* [Written instruction]
Report every line in the rows below that contains the word "region", copying each line in full.

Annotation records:
────────────────────

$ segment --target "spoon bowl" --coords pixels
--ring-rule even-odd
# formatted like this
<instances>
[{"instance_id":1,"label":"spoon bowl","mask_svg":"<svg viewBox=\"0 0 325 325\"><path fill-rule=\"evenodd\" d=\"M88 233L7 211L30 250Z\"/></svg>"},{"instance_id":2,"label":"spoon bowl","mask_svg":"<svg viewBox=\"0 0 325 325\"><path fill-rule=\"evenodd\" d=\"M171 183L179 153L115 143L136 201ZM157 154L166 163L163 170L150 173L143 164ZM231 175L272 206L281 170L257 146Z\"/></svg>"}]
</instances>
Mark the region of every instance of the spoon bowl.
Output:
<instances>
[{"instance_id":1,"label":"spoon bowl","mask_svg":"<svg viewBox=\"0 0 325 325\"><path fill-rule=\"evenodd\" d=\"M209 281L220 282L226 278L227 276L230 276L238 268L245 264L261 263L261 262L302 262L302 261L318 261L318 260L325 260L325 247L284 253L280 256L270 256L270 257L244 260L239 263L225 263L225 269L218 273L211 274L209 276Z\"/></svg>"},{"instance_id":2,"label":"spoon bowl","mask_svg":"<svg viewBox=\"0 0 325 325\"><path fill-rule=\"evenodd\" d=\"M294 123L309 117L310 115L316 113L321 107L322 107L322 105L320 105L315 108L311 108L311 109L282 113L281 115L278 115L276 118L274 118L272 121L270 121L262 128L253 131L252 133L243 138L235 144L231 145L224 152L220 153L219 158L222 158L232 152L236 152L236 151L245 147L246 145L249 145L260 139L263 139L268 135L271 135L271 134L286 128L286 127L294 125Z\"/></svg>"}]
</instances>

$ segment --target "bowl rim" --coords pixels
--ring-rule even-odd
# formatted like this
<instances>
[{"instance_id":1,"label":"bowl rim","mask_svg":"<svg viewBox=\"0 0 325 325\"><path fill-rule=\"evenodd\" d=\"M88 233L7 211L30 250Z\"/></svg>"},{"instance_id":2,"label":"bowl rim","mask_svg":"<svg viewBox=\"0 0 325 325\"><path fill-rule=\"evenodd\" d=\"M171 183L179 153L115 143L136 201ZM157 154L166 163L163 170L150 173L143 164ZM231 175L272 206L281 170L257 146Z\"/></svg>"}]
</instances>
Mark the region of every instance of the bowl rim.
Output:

────────────────────

* [Written response]
Mark the region of every instance of the spoon bowl.
Mark the region of every instance of the bowl rim.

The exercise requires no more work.